_Provided passage_
=== Section Start ===
Please open your Bibles to Genesis chapter 1.

While you’re turning there, I would like to say thank you to Brendan Pecht for taking the pulpit a week ago. Actually, his pulpit looked a lot different than this one. Brendan, it was great to have you talk us through that powerful parable about your motorbike. By the way, if anyone missed that sermon, all you have to do is go to YouTube.com, and type in “Bellevue SDA church live stream.”

Another thank-you goes to our audiovisual team for helping with that process. The times I have spot-listened to our worship services on YouTube, the sound has been splendid.

If you are someone who makes a habit of thoroughly absorbing what’s in your bulletin each week, you will have already discovered this colorful insert. It’s a summary of the July 6 sermon where I introduced this new sermon series.
=== Section End ===
_Exercise requirements_
A: In the sermon excerpt, who is thanked for taking the pulpit a week earlier?
B: Extend the sermon excerpt beyond its final sentence.
The listing bears no relation to the sermon excerpt.

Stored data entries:
=== Section Start ===
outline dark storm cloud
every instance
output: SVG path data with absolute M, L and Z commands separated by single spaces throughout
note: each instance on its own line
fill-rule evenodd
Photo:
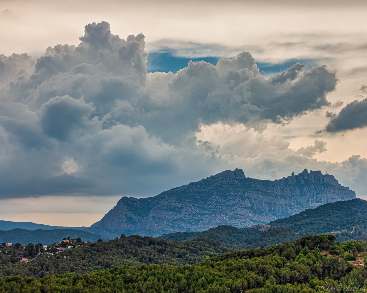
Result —
M 3 197 L 153 195 L 226 168 L 197 145 L 201 125 L 282 123 L 330 105 L 338 82 L 326 66 L 304 71 L 299 63 L 266 79 L 246 52 L 148 74 L 142 34 L 123 40 L 94 23 L 80 40 L 36 61 L 0 58 Z
M 92 122 L 88 117 L 95 109 L 82 98 L 78 100 L 68 96 L 56 97 L 42 105 L 41 125 L 47 136 L 65 140 L 72 131 L 89 130 Z
M 353 130 L 367 126 L 367 98 L 348 104 L 338 114 L 329 113 L 325 128 L 328 132 Z

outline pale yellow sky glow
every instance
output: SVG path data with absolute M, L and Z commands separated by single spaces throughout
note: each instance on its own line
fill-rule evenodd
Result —
M 313 145 L 315 140 L 322 140 L 327 151 L 315 153 L 314 166 L 328 168 L 329 173 L 346 184 L 346 180 L 338 177 L 346 169 L 338 168 L 352 155 L 367 157 L 367 128 L 335 134 L 315 131 L 328 123 L 327 111 L 337 113 L 348 103 L 366 97 L 358 90 L 367 84 L 366 11 L 365 1 L 2 0 L 0 54 L 27 52 L 36 58 L 49 46 L 77 45 L 84 26 L 105 21 L 112 33 L 123 38 L 142 32 L 148 53 L 168 47 L 181 56 L 230 58 L 248 51 L 256 61 L 262 63 L 303 59 L 312 60 L 318 66 L 325 64 L 337 71 L 339 79 L 328 101 L 333 104 L 341 101 L 342 105 L 324 108 L 284 125 L 269 124 L 259 132 L 241 124 L 203 125 L 196 137 L 220 145 L 218 156 L 225 164 L 218 169 L 222 166 L 244 169 L 246 166 L 255 166 L 257 161 L 254 154 L 262 149 L 262 157 L 278 152 L 280 156 L 291 157 L 301 148 Z M 151 81 L 149 78 L 148 82 Z M 262 149 L 262 141 L 271 147 Z M 83 162 L 72 154 L 62 160 L 60 174 L 83 171 Z M 347 165 L 345 163 L 343 168 Z M 287 168 L 282 176 L 302 171 L 297 169 L 298 165 L 284 166 Z M 279 175 L 253 172 L 258 179 L 274 180 Z M 173 187 L 167 185 L 166 189 Z M 0 220 L 89 226 L 124 195 L 0 199 Z M 360 192 L 357 196 L 366 195 L 367 192 Z

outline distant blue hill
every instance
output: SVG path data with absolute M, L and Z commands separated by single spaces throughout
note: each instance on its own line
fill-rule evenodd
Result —
M 42 243 L 44 245 L 48 245 L 60 242 L 63 238 L 68 236 L 71 239 L 80 237 L 82 241 L 91 242 L 95 242 L 99 239 L 108 240 L 103 236 L 76 229 L 37 229 L 31 231 L 16 228 L 8 231 L 0 230 L 0 242 L 11 242 L 13 244 L 20 243 L 24 245 L 29 243 Z
M 13 222 L 11 221 L 0 220 L 0 230 L 9 231 L 13 229 L 25 229 L 27 230 L 36 230 L 42 229 L 43 230 L 52 230 L 55 229 L 68 229 L 84 230 L 85 227 L 61 227 L 51 226 L 43 224 L 36 224 L 32 222 Z

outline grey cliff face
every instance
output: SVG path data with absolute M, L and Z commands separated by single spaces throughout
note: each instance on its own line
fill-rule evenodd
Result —
M 101 220 L 86 229 L 108 238 L 157 236 L 202 231 L 219 225 L 263 225 L 324 204 L 356 197 L 332 175 L 305 170 L 274 181 L 227 170 L 151 197 L 124 197 Z

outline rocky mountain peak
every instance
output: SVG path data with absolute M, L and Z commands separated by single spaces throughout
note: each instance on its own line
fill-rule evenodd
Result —
M 226 170 L 213 177 L 214 178 L 233 178 L 235 179 L 243 179 L 246 178 L 242 169 L 237 168 L 234 171 Z
M 245 227 L 355 197 L 319 171 L 305 169 L 273 182 L 246 178 L 241 169 L 226 170 L 155 196 L 123 197 L 86 230 L 112 238 L 122 233 L 156 236 L 219 225 Z

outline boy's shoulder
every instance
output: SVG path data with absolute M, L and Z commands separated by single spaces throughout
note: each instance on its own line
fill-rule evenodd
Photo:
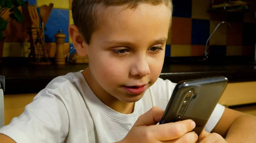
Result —
M 69 73 L 65 75 L 58 76 L 52 80 L 45 88 L 62 88 L 63 87 L 69 86 L 70 84 L 74 84 L 81 80 L 80 74 L 81 75 L 80 72 L 77 72 Z

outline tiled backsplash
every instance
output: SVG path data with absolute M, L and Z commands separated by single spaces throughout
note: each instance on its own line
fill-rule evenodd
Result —
M 65 42 L 73 46 L 68 32 L 69 25 L 73 23 L 70 0 L 29 0 L 29 4 L 35 4 L 38 10 L 42 5 L 49 5 L 50 3 L 54 4 L 45 25 L 47 27 L 46 42 L 54 42 L 54 35 L 58 30 L 61 29 L 67 35 Z M 218 0 L 220 2 L 224 1 Z M 222 20 L 230 22 L 232 28 L 225 24 L 220 26 L 209 41 L 210 51 L 228 56 L 252 54 L 256 42 L 256 19 L 253 15 L 256 11 L 256 0 L 245 1 L 248 3 L 249 12 L 245 14 L 231 14 L 207 13 L 212 0 L 173 0 L 172 25 L 167 42 L 166 56 L 203 56 L 207 39 L 217 25 Z M 29 50 L 27 44 L 17 44 L 27 42 L 28 40 L 24 24 L 17 23 L 14 20 L 9 25 L 4 33 L 7 36 L 5 49 L 12 45 L 25 45 L 21 46 L 23 49 L 20 51 L 27 53 Z M 4 51 L 4 56 L 18 56 L 17 52 L 13 55 L 10 50 L 8 51 L 5 53 Z M 21 53 L 20 56 L 26 55 Z

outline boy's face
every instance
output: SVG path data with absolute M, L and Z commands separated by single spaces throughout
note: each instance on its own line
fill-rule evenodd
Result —
M 96 92 L 130 103 L 139 100 L 159 76 L 171 11 L 164 4 L 125 6 L 108 7 L 90 45 L 83 45 L 91 78 L 102 88 Z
=== Section End ===
_Expected responses_
A: Brendan Pecht.

B:
Glance over it, and I think you’ll see how important its ideas are. The Bible gives a lot of evidence that Jesus was present in the Old Testament. It seems as though, just like at His baptism, Jesus was the member of the “God group” who down through history has interacted with humanity here on earth. God seems to have been the one who remained in heaven, and the Holy Spirit the one who moved between them, calling people’s hearts toward Christ and the Father.

(For those of you reading online, I’ve added the insert’s contents immediately after the end of this printed sermon.)

The bottom line, you see, is that Jesus and His Father and the Holy Spirit are on exactly the same page when it comes to dealing with us. There’s no such thing as an angry Father versus a loving Son. Jesus has never had to calm God down, or distract His attention away from doing us harm. “For God so loved the world that He gave his Son, so whoever believes in Him can have eternal life.”

And anybody who may have doubts about this unity between God and His Son should go back and read Jesus’ heartfelt prayer in John 17, where a major theme is that Jesus wants you and me to be as closely united with Him as He is with His Father.

So over the next few months, we’ll be searching out the footprints of Jesus in many of the Old Testament books. Today we’re looking at Genesis, and next week we’ll be looking at Exodus. If you get a chance, skim through Exodus during the week ahead. Just read the stories, and see if you can see where Jesus’ footprints might lead.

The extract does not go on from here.